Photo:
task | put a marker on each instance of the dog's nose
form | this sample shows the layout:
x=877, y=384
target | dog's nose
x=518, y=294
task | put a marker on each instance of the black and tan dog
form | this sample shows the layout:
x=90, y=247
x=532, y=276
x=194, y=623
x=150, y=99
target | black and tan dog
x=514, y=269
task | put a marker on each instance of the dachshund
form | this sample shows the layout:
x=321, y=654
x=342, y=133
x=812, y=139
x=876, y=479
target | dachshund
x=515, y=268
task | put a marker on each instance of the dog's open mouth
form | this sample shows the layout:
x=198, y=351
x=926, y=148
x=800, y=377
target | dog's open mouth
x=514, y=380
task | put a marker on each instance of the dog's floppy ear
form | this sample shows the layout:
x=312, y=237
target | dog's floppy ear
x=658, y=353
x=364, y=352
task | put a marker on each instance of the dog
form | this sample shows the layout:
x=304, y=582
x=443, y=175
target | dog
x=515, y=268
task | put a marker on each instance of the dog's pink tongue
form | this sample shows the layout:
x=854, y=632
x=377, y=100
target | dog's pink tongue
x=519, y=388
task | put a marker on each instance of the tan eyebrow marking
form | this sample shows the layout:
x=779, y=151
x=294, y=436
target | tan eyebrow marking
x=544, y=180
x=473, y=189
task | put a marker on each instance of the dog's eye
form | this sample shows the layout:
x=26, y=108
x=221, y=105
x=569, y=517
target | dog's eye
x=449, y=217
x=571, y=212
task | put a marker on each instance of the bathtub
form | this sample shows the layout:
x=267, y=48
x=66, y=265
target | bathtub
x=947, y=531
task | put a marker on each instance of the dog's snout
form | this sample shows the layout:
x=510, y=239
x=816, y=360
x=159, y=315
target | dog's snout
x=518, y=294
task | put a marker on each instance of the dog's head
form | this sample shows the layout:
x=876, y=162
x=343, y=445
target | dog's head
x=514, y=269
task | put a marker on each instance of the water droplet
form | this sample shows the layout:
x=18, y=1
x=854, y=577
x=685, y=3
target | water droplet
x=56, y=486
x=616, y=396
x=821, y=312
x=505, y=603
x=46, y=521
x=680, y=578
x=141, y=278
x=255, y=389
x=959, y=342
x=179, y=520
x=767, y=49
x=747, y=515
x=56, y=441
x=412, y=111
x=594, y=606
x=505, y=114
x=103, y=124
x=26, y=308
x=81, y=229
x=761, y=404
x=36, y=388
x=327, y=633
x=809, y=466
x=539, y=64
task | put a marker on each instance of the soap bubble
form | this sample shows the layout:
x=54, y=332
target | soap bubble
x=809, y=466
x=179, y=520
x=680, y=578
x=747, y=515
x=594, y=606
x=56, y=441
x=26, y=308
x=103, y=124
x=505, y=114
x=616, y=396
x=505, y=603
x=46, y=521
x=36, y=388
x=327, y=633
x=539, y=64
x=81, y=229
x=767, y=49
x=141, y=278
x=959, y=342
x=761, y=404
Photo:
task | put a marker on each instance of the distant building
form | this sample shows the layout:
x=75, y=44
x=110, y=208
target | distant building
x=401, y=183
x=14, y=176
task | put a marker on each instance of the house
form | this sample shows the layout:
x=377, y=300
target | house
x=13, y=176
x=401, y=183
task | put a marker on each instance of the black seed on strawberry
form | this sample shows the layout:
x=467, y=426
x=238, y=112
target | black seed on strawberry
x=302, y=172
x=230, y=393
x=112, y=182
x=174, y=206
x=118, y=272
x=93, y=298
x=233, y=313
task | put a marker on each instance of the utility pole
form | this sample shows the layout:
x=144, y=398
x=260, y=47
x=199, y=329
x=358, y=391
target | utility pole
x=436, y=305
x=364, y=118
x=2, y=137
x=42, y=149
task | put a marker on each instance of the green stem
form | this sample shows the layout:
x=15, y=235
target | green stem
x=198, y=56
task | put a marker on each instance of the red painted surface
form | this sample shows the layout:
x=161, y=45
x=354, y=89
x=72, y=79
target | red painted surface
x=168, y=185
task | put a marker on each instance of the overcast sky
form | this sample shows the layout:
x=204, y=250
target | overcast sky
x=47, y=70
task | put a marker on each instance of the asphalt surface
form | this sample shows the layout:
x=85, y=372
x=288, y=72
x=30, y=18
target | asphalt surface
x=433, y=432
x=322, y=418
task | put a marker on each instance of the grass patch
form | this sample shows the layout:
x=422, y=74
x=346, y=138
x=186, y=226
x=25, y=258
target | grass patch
──────
Замени «dachshund» на «beagle» в строках с самой первой до строки, содержащей «x=364, y=352», включительно. Выведи только эти строки, остальное в них оставь без изменений.

Photo:
task | put a marker on each instance of the dog's nose
form | this sample shows the layout:
x=877, y=384
target | dog's nose
x=518, y=294
task | put a marker on each instance of the black and tan dog
form | this sample shows the layout:
x=90, y=247
x=532, y=276
x=194, y=623
x=150, y=99
target | black and tan dog
x=514, y=269
task | put a marker on each instance of the beagle
form | this sample shows the layout:
x=321, y=654
x=342, y=133
x=812, y=139
x=876, y=479
target | beagle
x=515, y=268
task | put a marker on each instance of the dog's open mouth
form | this sample shows the layout:
x=198, y=351
x=926, y=148
x=800, y=377
target | dog's open mouth
x=514, y=380
task | put a marker on each instance of the dog's floppy ear
form | this sample shows the layout:
x=312, y=237
target | dog's floppy ear
x=658, y=353
x=364, y=352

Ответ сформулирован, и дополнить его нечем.